Sadiq tried calling his sons on their mobile phones at about 6:10pm, he said. But the phones were switched off.
“We desperately searched for them near the function venue, in Kulgam, and all the places we could think of,” he said. At 7pm, the family alerted the police. When the youths still had not returned by the next morning, they filed a complaint about them being missing with the police.
For a month, police, the army and local rescue teams searched for them, but could not find anyone. Then, on March 13, Sadiq’s phone rang.
The searchers had found Riyaz’s body in a canal. Three days later, Showkat’s body also turned up in the same canal.
Showkat too died of drowning, according to authorities. But protests have broken out over the deaths, which have ballooned into a political controversy. Sadiq and his family protested on the highway that connects Srinagar to Jammu, demanding an inquiry. A video purportedly showing a police officer kicking a female protester on the highway went viral.
Meanwhile, in Jammu district, approximately 198km (123 miles) away from the site of the protest, police arrested student leaders from the Kashmiri Gujjar community as they protested against the Kulgam deaths.
To Sadiq and others demanding an investigation, the deaths of Riyaz and Showkat, and Mukhtar’s disappearance, follow an increasingly worrying pattern.
In Kathua district, neighbouring Kulgam, two young men, Yogesh Singh, aged 32, and Darshan Singh, 40, and 15-year-old Varun Singh went missing on March 5 while returning from a wedding.
Their bodies were recovered from a canal three days later.

Problem details -
Continue the news report on the deaths of the missing young men in Kashmir, starting after its last sentence.

Given records -

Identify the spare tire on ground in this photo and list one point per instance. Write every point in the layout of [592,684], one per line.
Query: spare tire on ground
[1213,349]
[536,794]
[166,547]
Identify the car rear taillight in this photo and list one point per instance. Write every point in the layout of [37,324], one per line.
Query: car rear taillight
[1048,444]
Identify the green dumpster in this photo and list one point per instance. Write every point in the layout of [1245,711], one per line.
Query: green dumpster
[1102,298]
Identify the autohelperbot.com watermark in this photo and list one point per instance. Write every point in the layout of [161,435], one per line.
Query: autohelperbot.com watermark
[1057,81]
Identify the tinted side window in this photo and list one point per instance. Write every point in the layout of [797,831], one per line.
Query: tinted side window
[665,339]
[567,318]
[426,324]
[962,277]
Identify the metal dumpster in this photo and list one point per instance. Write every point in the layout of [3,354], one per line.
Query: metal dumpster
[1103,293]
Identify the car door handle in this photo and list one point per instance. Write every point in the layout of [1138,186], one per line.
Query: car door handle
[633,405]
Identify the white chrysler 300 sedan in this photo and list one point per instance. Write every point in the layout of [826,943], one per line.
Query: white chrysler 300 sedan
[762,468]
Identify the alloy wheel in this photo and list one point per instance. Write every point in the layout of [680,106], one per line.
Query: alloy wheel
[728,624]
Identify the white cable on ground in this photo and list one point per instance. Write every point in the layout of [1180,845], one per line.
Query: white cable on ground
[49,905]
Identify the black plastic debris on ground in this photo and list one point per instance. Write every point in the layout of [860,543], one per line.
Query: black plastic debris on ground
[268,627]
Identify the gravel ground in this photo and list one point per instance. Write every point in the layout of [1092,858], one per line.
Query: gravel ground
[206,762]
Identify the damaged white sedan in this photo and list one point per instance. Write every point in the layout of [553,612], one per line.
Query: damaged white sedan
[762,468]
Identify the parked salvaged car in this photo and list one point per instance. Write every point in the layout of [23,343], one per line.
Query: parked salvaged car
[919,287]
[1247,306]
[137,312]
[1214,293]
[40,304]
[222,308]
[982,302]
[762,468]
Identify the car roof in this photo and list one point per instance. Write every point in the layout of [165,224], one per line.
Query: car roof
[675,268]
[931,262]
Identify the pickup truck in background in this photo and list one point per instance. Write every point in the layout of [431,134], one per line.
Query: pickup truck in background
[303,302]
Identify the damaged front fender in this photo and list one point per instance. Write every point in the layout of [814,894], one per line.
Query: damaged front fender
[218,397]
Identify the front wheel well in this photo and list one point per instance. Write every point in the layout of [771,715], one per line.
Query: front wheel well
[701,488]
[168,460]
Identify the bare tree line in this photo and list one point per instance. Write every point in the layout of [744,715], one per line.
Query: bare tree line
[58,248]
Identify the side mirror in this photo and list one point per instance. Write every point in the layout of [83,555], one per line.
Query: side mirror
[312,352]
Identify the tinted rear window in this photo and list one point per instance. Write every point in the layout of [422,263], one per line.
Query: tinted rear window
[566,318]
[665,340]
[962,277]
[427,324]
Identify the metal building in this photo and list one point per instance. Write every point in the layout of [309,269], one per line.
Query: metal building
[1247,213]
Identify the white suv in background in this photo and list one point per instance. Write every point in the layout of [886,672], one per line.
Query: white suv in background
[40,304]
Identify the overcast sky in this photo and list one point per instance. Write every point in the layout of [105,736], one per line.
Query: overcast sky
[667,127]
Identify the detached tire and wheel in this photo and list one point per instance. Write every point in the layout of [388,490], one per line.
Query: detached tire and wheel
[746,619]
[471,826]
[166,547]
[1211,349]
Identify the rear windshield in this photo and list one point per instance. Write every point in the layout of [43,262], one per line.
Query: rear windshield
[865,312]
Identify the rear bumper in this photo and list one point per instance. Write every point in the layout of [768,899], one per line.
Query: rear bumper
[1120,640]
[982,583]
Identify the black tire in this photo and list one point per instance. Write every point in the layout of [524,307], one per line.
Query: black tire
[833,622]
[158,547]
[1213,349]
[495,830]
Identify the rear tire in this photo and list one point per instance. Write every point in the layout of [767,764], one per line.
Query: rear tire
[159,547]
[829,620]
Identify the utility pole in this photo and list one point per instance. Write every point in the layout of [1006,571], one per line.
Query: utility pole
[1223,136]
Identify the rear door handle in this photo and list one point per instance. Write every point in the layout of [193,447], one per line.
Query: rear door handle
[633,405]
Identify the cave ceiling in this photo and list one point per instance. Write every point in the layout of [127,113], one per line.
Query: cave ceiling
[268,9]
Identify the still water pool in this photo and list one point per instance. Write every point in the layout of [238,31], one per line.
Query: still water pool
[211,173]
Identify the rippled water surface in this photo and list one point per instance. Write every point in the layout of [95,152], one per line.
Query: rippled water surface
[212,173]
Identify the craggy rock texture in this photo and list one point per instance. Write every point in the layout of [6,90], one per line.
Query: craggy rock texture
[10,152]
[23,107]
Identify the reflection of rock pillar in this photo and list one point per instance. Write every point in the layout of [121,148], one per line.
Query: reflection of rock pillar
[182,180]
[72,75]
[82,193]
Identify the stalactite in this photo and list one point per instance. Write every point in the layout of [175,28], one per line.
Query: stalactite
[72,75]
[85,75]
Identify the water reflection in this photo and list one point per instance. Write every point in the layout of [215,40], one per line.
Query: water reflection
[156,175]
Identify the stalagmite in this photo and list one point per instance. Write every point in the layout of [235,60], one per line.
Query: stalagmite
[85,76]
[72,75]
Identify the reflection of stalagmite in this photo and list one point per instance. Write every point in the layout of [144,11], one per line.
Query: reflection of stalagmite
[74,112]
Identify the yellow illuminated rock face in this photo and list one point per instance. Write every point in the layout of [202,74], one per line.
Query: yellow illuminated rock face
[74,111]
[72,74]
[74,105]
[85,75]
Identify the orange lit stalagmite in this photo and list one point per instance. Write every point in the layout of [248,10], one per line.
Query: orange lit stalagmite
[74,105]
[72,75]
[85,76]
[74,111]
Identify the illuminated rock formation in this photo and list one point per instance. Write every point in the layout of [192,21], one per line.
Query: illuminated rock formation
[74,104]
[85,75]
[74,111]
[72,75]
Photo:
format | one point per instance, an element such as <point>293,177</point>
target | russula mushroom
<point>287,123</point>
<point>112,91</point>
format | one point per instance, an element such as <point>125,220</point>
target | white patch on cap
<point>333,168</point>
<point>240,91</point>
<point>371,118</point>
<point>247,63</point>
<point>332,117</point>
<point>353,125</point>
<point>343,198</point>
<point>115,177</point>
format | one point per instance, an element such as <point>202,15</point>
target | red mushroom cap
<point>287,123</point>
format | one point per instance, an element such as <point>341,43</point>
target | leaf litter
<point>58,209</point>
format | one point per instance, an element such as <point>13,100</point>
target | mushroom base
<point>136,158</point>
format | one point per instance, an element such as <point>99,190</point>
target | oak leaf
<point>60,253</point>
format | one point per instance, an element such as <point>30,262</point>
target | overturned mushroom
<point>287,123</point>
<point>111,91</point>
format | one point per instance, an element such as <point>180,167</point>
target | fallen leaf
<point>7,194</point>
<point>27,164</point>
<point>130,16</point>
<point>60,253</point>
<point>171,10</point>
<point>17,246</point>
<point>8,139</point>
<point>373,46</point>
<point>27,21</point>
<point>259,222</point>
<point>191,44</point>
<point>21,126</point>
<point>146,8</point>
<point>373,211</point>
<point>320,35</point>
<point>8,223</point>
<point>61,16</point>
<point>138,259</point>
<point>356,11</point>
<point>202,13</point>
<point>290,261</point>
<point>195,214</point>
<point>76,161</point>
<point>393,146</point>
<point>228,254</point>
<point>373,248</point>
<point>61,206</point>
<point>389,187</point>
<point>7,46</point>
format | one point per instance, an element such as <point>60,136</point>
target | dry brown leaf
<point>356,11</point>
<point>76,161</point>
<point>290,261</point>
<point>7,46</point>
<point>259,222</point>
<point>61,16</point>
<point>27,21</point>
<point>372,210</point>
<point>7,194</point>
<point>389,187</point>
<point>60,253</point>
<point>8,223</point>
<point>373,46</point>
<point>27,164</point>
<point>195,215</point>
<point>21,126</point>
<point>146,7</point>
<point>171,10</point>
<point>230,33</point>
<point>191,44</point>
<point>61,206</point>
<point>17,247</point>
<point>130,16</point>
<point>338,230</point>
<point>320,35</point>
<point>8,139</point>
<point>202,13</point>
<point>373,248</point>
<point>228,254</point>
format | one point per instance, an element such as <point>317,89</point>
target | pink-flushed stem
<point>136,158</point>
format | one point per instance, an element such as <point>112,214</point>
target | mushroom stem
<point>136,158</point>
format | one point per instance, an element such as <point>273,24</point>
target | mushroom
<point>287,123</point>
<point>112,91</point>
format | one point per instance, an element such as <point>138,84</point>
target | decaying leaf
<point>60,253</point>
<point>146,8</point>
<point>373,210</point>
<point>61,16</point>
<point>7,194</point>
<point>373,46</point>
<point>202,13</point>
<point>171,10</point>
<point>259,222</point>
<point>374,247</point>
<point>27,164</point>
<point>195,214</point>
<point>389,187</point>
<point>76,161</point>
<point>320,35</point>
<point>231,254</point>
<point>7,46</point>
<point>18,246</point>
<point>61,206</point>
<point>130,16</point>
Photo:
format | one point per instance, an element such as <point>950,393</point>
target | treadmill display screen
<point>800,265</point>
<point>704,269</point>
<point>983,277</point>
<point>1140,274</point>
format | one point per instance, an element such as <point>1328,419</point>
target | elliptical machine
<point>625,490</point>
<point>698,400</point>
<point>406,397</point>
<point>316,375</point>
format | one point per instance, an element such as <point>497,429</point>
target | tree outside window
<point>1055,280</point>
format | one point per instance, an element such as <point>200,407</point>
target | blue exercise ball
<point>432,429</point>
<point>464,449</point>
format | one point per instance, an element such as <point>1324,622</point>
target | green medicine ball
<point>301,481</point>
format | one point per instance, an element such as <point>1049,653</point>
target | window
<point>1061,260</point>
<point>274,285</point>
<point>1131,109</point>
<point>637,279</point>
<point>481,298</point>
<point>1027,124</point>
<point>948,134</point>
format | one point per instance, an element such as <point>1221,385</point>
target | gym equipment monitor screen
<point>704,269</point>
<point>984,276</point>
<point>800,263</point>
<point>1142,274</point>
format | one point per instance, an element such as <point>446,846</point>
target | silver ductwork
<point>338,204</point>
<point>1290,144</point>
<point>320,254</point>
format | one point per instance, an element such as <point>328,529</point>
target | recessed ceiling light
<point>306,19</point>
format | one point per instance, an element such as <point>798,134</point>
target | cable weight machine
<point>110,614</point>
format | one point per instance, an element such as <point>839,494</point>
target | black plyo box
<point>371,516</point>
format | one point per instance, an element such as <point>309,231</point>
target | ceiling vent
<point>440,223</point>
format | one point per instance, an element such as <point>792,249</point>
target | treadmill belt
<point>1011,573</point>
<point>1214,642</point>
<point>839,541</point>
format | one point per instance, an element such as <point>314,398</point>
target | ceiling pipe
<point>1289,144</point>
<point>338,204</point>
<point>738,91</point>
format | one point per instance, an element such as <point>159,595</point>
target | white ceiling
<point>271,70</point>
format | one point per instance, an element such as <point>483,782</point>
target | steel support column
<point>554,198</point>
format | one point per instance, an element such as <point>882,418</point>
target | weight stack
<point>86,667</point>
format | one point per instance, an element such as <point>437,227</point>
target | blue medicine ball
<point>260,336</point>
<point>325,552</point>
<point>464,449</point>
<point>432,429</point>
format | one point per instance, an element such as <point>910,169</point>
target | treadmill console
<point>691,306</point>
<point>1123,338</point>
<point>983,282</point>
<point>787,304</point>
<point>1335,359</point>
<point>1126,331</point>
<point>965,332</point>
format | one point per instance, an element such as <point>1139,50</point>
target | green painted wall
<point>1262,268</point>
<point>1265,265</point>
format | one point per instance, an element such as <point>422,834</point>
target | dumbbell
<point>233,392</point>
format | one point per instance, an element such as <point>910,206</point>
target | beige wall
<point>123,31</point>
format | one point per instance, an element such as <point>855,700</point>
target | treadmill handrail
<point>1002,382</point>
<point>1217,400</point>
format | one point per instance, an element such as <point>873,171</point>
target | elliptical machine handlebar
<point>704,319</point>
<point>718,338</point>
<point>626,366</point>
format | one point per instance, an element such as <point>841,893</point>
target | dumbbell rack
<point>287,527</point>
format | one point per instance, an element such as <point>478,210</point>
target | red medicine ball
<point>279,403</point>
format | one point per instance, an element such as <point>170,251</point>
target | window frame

Result for this task -
Days later, two other teenagers — Mohammad Din and Rehman Ali — went missing in Kathua. They are yet to be found almost a month later.
Fear of the government and security forces runs particularly deep in the Gujjar community, following a series of killings and unnatural deaths in recent years. The community, along with an ethnic subgroup known as the Bakarwals, constitutes about 8 percent of the population of [occupied] Jammu and Kashmir, according to India’s last census in 2011, though some community representatives argue that their numbers are underrepresented because of their nomadic lifestyle.
In 2020, an Indian army officer allegedly abducted and killed three young Gujjar men in Rajouri district. The police filed a chargesheet against the officer, accusing him of abducting and killing the three labourers in a staged encounter. A court martial held the officer guilty and recommended life imprisonment. But in November 2023, an Armed Forces Tribunal suspended the sentence and granted bail to the officer.
Three years later, in December 2023, following an attack on army vehicles in Poonch district’s Topa Pir village, Inian forces detained many locals for interrogation. Subsequent videos surfaced showing officers beating civilians and applying chilli powder to their wounds. Three Gujjar men — Mohammad Showkat (22), Safeer Hussain (45), and Shabir Ahmad (32) — died in custody, with their bodies displaying signs of severe torture.
Then, starting in December 2024, 17 people from the community died under mysterious circumstances in a little over a month. The victims, including 13 minors, exhibited symptoms such as fever, vomiting, and abdominal pain before their deaths. Investigations ruled out viral or bacterial infections, with preliminary findings suggesting neurotoxins as the likely cause. Despite extensive testing, the exact toxin and its source remain unidentified, leaving the community in fear and seeking answers.
In February 2025, a 25-year-old Gujjar man, Makhan Din, recorded a video explaining why he was about to kill himself — detailing alleged torture at the hands of security forces.
Din, who died by suicide, was questioned over suspicious Pakistani contacts — and was not tortured — the police claimed.
That is not a story many Kashmiri Gujjars believe.
“Our people disappear, and we are told to stay quiet,” said Abid Awan, an 18-year-old neighbour of Sadiq in Kulgam.
“We live in fear, knowing that our voices are ignored, and our suffering is dismissed. It feels like we don’t exist to those in power.”